Task directions: From the article below on Hope Gramly's rookie season, reproduce the passage starting with "That’s not surprising" and going on through "the Year honors.".

Document excerpt:
--------

ARLINGTON, Texas – Some rookies are relatively unknown when they begin competing on the PWBA Tour.
That wasn’t the case for Hope Gramly of Aubrey, Texas.
On the contrary, the 23-year-old right-hander was already on the radar of most PWBA bowlers and fans long before she ever threw her first shot as a professional.
That’s not surprising since Gramly made two stepladder finals appearances while competing as a non-member during the 2022 PWBA Tour season and authored one of the most decorated collegiate bowling careers in recent memory.
With so much success already under her belt, big things were expected of Gramly during her rookie season, and she didn’t disappoint, notching four top-10 finishes – including three stepladder finals appearances – and cashing eight times in 11 events en route to capturing 2023 PWBA Rookie of the Year honors.
The PWBA Rookie of the Year award is presented to the top rookie each season, based on points earned during the year.
Gramly wasted no time setting the bar among rookies once the 2023 PWBA Tour season kicked off in May, finishing in a tie for 14th place at the season-opening PWBA Stockton Open and following it up with a stepladder finals appearance and eventual fourth-place finish the following week at the GoBowling! Spokane Open.
She missed the cut at the 2023 USBC Queens in Las Vegas during Week 3, but she bounced back strong by reaching the stepladder finals at each of the next two tournaments – the PWBA Grand Rapids Classic and BowlTV Classic – and collecting two more fourth-place finishes.
The three-time National Tenpin Coaches Association (NTCA) Division II Player of the Year’s last top-10 finish of the season would come at the PWBA Waterloo Open in August, and it was a big one as it punched Gramly’s ticket to the 2023 PWBA Tour Championship and officially secured her rookie-of-the-year honors.
Carlene Beyer of Ogdensburg, Wisconsin, was second in points among rookies; Correen Acuff of Surprise, Arizona, finished third.
Gramly didn’t have the award on her mind when the season began; nevertheless, winning it was an accomplishment she certainly won’t take for granted.

--------

Record list:
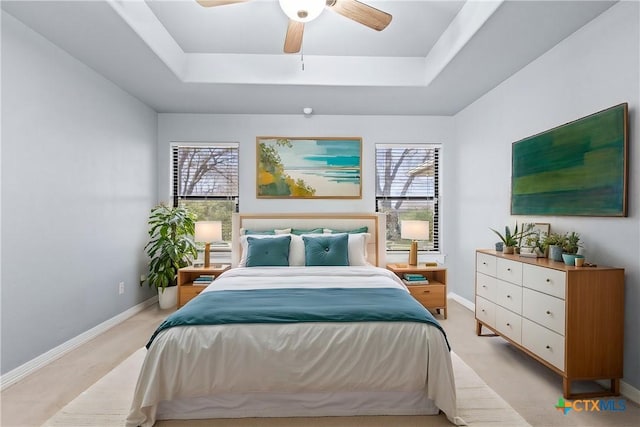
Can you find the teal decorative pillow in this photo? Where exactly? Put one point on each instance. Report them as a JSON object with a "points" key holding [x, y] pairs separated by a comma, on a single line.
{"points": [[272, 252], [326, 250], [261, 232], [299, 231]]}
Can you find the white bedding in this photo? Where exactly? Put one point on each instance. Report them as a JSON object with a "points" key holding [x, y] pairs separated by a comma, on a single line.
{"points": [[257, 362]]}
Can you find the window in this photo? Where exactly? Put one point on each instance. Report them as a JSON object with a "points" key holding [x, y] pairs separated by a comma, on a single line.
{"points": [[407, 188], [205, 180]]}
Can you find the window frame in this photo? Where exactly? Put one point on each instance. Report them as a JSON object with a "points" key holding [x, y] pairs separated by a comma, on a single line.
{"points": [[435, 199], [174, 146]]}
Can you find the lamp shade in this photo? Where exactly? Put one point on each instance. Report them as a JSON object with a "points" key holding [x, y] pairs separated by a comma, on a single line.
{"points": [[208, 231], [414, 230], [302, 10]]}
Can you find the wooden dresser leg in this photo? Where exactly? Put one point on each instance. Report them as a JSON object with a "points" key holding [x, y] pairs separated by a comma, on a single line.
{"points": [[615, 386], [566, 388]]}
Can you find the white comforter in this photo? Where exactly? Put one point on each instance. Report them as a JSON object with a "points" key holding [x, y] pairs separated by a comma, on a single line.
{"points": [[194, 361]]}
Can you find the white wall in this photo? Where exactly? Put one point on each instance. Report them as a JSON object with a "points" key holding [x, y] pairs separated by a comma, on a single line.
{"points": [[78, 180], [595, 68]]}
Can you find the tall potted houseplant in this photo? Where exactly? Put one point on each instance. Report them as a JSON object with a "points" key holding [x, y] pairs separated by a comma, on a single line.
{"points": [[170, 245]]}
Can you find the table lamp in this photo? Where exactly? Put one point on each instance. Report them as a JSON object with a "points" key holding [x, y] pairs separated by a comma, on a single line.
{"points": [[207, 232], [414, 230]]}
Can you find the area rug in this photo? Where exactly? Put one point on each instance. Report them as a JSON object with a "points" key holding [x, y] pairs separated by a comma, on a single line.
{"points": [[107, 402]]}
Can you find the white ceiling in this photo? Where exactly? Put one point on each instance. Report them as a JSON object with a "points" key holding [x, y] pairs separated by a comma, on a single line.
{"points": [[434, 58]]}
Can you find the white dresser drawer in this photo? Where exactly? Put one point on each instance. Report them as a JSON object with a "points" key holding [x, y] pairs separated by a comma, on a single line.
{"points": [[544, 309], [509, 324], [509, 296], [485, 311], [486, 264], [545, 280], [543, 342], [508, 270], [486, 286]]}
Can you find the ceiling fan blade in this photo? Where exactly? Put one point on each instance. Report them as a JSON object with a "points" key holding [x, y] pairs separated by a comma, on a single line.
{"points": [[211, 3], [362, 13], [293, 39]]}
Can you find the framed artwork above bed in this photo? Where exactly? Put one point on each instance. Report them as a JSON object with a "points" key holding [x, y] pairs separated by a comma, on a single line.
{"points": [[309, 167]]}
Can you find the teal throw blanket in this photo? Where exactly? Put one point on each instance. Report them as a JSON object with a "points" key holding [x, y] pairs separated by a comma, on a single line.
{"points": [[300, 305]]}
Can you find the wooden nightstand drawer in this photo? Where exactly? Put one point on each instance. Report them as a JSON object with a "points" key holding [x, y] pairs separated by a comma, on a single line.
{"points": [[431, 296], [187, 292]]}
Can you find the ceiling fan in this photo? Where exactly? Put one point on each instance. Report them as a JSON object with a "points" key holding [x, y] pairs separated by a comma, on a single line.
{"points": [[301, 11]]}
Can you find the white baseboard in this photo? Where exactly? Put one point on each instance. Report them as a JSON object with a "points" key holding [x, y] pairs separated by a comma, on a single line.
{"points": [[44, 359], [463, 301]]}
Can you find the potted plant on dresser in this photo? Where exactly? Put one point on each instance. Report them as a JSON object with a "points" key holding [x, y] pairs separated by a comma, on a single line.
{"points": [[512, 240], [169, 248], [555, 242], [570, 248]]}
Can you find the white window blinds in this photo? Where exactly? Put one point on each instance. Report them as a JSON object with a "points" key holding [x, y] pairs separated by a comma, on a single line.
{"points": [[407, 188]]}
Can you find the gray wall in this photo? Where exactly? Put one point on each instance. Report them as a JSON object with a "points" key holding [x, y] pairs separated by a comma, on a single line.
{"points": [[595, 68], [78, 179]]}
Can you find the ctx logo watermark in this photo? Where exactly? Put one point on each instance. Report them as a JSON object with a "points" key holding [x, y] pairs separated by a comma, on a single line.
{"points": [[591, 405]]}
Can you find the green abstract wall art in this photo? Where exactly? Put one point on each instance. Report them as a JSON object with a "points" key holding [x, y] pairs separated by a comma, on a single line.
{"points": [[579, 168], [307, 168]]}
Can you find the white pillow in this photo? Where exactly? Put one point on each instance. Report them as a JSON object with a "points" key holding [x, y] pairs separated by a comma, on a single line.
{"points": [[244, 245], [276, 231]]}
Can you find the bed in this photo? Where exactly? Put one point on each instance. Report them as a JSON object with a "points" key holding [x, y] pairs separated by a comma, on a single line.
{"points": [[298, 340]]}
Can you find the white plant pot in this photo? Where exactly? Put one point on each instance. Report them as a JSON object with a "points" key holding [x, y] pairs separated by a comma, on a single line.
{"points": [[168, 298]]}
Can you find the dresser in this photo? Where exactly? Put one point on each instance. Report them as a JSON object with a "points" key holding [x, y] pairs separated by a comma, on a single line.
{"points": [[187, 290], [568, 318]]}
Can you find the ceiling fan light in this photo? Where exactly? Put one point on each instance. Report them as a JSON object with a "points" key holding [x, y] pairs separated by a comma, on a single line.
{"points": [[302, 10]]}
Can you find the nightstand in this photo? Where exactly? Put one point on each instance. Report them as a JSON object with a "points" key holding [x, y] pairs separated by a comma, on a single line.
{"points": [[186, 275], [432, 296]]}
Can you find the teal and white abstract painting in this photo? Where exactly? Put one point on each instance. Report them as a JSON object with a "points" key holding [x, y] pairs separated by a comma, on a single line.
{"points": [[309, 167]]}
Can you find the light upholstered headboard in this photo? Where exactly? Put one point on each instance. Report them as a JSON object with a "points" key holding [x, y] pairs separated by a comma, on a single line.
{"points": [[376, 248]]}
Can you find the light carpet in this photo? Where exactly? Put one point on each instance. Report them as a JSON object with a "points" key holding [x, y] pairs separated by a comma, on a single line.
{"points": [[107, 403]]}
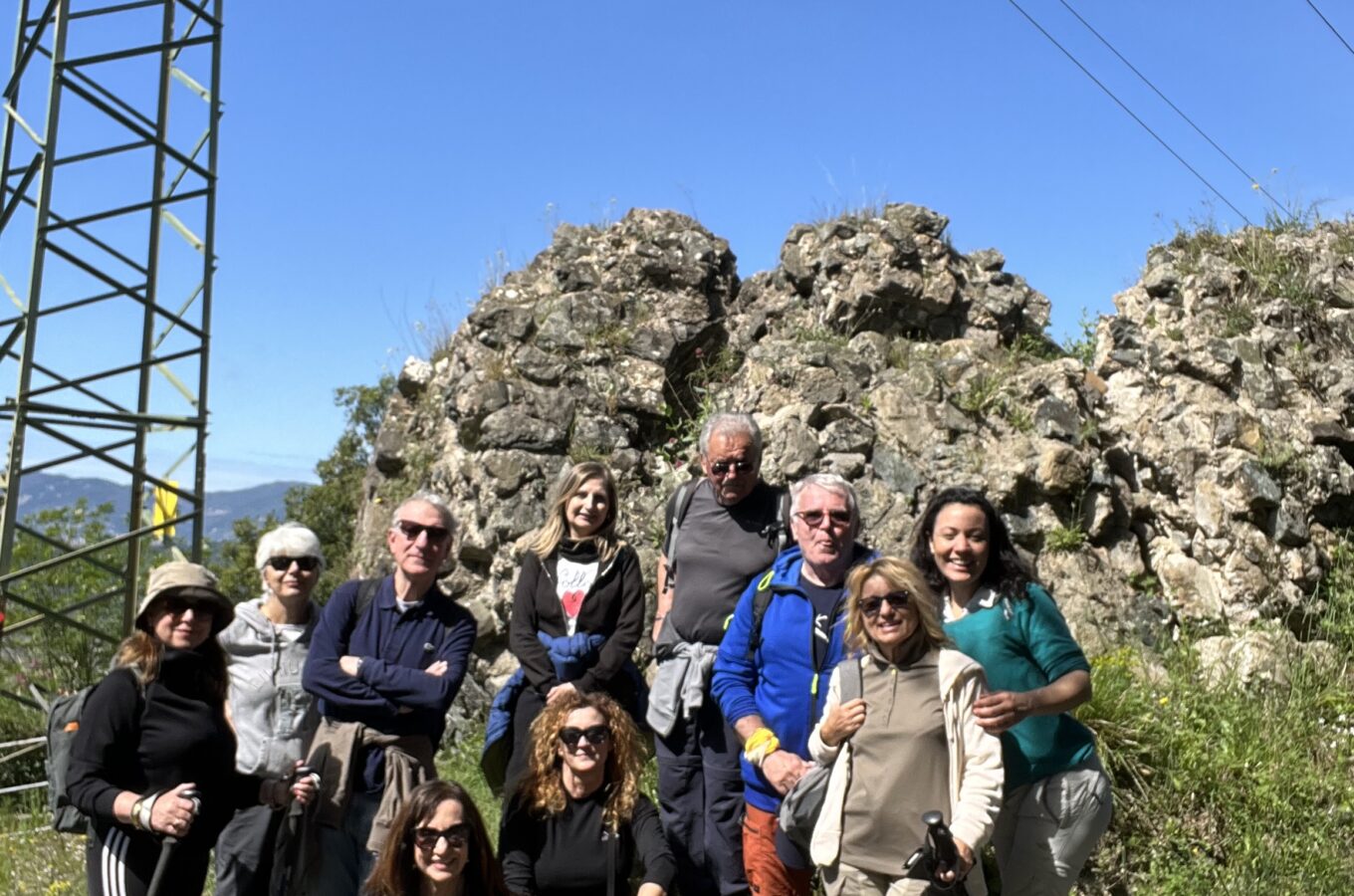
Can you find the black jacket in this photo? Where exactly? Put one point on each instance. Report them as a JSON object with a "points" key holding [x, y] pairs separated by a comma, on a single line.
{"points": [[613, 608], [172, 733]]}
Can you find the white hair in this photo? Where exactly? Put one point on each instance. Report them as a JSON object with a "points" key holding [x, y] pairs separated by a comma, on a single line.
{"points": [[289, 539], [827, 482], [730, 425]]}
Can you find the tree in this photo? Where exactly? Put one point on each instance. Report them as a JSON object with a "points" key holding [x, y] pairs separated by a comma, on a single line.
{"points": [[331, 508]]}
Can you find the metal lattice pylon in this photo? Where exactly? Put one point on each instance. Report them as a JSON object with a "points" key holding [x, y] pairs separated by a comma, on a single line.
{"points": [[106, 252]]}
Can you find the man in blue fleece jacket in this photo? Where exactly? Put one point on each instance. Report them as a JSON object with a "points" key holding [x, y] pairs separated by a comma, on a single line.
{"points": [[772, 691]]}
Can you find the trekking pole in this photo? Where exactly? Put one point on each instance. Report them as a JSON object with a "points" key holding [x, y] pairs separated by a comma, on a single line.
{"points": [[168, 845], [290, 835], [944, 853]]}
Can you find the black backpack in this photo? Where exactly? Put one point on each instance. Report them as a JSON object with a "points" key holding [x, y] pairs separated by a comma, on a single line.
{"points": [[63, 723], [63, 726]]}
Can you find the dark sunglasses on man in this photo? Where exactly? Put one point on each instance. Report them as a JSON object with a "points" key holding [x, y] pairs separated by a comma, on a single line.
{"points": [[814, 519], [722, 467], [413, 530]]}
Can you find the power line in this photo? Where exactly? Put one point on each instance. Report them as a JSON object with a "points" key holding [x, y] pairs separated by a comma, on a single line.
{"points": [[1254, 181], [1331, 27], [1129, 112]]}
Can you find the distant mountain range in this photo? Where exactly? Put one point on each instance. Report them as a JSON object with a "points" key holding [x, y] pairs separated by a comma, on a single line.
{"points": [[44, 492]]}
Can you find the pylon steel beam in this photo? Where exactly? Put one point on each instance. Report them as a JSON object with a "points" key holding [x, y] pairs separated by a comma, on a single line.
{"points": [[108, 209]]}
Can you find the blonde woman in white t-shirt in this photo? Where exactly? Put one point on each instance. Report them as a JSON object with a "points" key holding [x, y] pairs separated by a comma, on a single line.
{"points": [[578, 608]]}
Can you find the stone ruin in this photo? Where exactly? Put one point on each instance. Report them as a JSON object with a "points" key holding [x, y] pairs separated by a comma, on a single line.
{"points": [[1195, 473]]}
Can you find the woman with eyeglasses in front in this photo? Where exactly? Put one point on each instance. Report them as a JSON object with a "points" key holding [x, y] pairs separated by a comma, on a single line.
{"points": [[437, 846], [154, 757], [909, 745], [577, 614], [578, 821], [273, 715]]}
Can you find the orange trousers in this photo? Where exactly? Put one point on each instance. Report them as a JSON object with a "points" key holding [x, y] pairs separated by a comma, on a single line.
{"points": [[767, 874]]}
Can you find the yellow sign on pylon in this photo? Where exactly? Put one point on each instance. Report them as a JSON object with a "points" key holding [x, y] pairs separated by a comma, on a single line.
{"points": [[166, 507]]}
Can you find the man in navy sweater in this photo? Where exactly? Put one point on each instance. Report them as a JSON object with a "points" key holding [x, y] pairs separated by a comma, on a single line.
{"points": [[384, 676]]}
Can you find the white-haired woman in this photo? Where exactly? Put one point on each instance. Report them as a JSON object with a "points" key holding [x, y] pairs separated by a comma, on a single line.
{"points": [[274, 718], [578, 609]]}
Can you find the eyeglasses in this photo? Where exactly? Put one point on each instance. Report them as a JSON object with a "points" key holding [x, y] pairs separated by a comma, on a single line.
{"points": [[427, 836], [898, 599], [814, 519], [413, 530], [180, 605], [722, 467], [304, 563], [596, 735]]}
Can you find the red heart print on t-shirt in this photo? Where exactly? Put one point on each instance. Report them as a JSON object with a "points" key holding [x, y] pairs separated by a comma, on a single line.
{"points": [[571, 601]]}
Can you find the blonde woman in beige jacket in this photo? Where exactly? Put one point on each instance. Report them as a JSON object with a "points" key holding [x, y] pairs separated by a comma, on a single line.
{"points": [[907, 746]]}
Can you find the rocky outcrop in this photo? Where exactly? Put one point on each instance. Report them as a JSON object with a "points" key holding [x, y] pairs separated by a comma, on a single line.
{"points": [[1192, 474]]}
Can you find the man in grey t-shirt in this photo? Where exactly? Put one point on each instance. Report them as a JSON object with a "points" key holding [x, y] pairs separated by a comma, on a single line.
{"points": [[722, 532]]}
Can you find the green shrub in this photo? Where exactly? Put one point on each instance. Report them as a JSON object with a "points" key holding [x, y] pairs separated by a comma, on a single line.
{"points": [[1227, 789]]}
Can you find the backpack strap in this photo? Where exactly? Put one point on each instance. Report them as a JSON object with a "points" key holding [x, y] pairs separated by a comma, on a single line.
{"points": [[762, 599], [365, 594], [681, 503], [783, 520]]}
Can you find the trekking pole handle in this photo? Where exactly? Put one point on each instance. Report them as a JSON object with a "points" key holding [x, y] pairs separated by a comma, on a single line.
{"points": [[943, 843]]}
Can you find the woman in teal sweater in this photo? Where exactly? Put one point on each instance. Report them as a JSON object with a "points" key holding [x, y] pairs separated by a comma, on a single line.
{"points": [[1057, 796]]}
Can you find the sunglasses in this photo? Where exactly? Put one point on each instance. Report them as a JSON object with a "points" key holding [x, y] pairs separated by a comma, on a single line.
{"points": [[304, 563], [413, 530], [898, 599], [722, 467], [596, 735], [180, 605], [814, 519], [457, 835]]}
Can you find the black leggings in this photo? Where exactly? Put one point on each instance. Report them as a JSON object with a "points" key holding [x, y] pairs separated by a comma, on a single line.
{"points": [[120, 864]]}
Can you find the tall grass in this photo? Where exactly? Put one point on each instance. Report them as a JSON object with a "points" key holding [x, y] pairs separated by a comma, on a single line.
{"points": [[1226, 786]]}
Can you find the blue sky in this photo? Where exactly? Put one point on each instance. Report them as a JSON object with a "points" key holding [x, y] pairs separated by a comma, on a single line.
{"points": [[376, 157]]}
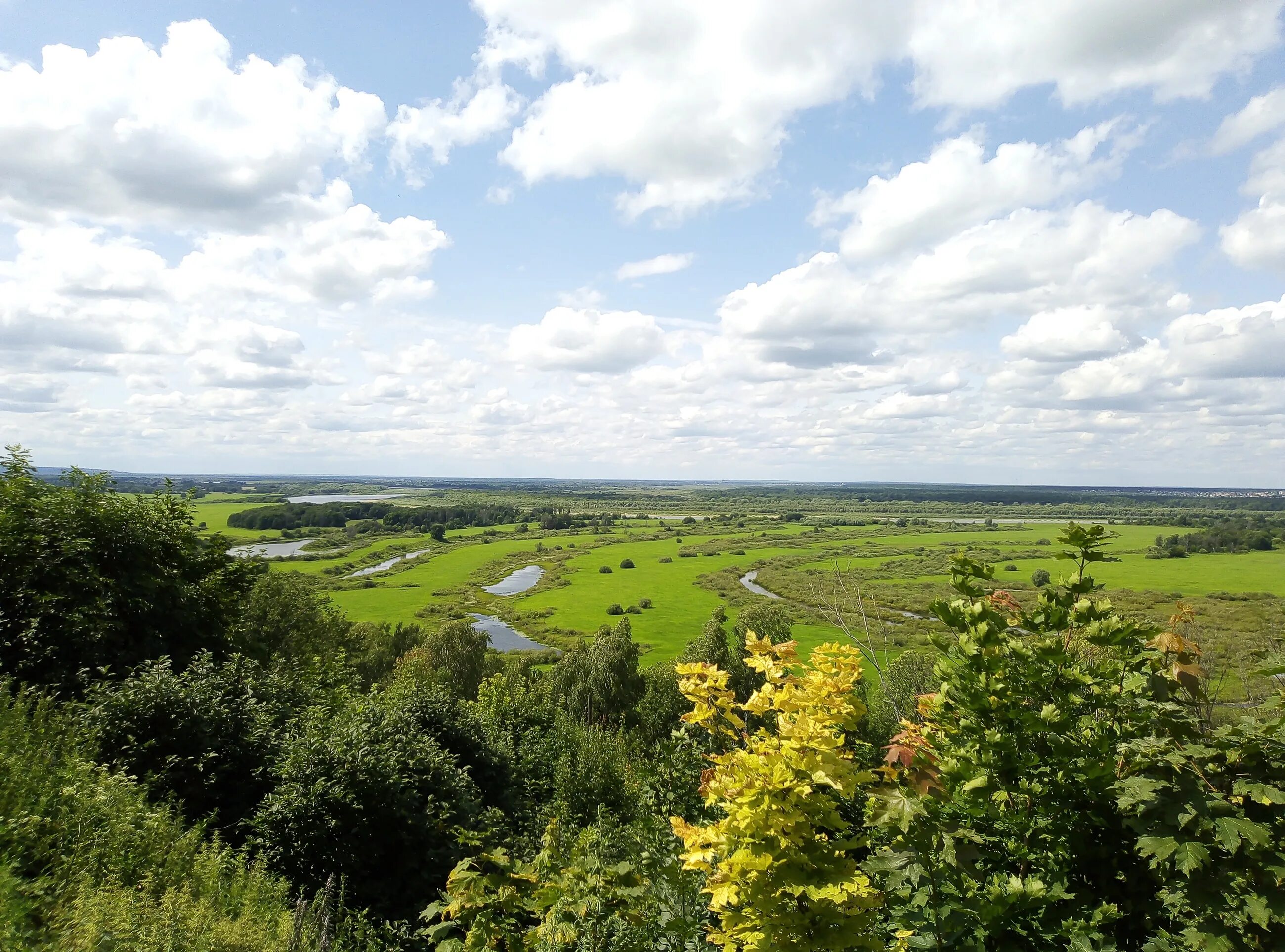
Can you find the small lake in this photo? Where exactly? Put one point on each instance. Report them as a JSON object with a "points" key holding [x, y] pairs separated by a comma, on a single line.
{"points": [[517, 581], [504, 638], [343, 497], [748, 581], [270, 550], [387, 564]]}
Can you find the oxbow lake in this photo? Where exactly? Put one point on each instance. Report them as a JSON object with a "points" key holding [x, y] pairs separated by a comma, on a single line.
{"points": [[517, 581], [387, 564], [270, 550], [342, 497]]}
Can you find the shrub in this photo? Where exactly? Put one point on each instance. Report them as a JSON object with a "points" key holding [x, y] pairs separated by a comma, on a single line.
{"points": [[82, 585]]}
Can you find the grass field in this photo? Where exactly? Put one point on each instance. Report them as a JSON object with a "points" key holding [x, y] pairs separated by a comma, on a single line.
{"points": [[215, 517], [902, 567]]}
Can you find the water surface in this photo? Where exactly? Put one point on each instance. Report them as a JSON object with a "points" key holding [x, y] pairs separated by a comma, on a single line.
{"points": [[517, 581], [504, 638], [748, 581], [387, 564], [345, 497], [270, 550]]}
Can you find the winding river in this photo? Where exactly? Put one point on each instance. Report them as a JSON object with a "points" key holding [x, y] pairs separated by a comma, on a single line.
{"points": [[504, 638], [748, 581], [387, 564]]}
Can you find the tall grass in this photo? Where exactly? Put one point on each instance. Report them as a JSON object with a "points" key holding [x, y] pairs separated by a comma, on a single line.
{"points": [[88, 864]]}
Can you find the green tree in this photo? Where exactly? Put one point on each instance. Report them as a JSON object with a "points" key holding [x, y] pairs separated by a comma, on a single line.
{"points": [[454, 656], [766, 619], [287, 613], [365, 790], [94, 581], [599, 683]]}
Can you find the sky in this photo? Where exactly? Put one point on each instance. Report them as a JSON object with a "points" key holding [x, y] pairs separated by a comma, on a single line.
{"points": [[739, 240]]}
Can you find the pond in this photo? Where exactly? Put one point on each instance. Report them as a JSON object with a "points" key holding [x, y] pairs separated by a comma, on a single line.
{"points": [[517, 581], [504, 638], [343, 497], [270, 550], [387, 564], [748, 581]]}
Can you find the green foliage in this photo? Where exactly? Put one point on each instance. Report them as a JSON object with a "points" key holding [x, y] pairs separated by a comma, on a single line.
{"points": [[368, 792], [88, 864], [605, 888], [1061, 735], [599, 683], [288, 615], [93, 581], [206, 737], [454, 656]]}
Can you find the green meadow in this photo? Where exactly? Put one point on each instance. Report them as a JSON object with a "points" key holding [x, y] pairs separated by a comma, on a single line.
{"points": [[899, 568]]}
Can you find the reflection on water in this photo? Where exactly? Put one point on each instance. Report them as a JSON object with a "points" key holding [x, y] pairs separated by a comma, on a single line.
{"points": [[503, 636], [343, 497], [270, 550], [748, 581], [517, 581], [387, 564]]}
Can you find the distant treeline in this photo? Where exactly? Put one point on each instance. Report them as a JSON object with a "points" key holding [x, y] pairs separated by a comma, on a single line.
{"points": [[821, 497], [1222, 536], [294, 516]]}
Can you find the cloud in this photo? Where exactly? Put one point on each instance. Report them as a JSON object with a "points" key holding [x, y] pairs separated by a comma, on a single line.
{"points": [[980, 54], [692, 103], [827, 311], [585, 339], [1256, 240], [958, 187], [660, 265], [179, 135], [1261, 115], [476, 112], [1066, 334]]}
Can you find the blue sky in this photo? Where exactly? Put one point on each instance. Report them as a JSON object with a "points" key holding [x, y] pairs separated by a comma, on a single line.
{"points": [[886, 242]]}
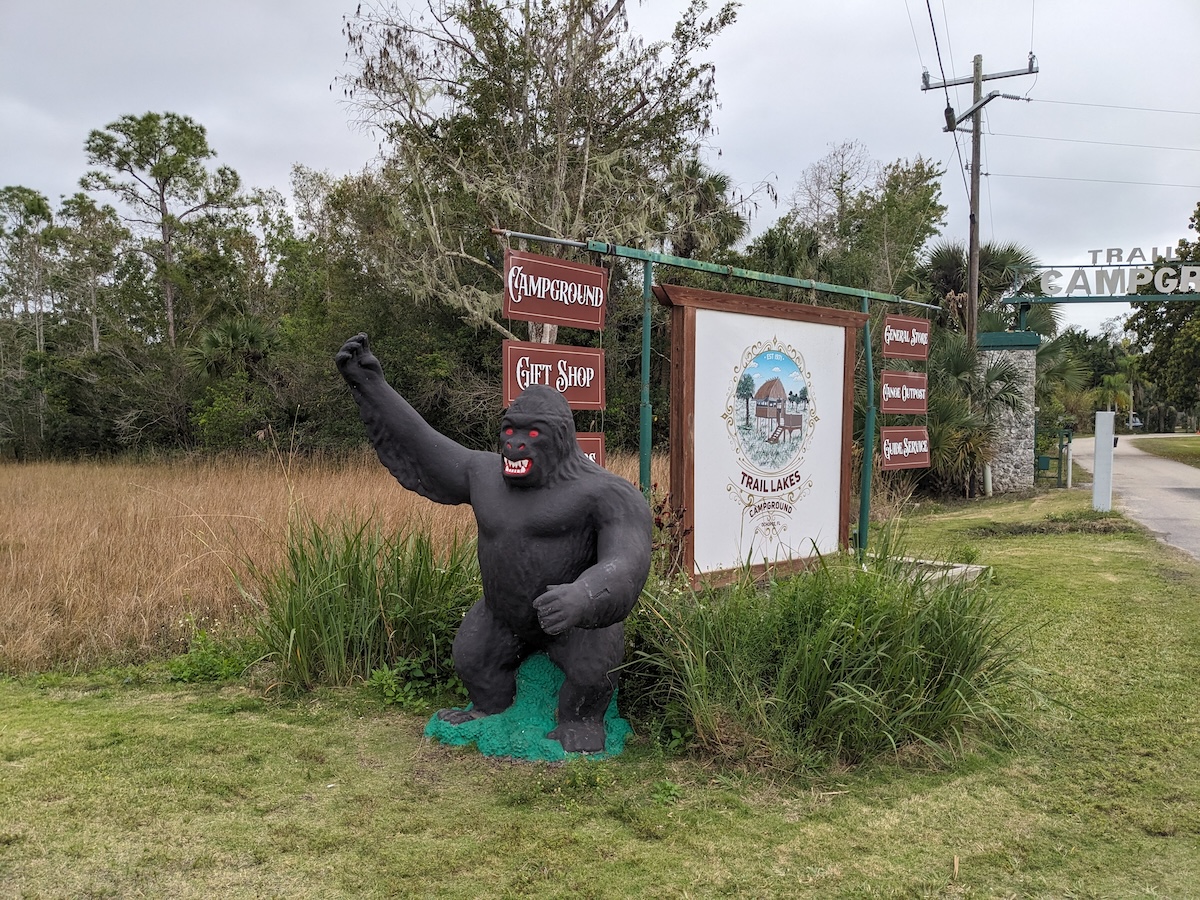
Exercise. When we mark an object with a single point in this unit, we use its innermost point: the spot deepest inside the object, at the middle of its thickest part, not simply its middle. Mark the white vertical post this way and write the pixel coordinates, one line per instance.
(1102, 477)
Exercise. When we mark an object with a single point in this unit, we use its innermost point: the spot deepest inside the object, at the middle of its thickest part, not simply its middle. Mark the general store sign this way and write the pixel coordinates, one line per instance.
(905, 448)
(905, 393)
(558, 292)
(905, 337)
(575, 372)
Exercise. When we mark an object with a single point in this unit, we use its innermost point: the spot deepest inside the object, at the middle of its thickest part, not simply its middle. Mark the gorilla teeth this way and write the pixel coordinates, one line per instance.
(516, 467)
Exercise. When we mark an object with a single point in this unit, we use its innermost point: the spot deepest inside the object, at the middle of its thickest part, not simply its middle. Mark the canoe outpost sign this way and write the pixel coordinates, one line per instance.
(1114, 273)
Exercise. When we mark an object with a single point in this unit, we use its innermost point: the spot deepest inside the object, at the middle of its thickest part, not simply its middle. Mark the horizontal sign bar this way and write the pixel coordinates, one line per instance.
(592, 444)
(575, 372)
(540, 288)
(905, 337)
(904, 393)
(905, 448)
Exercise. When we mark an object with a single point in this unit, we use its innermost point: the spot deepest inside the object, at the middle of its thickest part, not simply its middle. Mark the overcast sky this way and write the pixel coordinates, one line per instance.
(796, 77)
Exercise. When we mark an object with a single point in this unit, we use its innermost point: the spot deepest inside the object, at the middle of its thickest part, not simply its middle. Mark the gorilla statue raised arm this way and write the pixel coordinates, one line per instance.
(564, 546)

--------

Task response:
That’s not surprising since Gramly made two stepladder finals appearances while competing as a non-member during the 2022 PWBA Tour season and authored one of the most decorated collegiate bowling careers in recent memory.
With so much success already under her belt, big things were expected of Gramly during her rookie season, and she didn’t disappoint, notching four top-10 finishes – including three stepladder finals appearances – and cashing eight times in 11 events en route to capturing 2023 PWBA Rookie of the Year honors.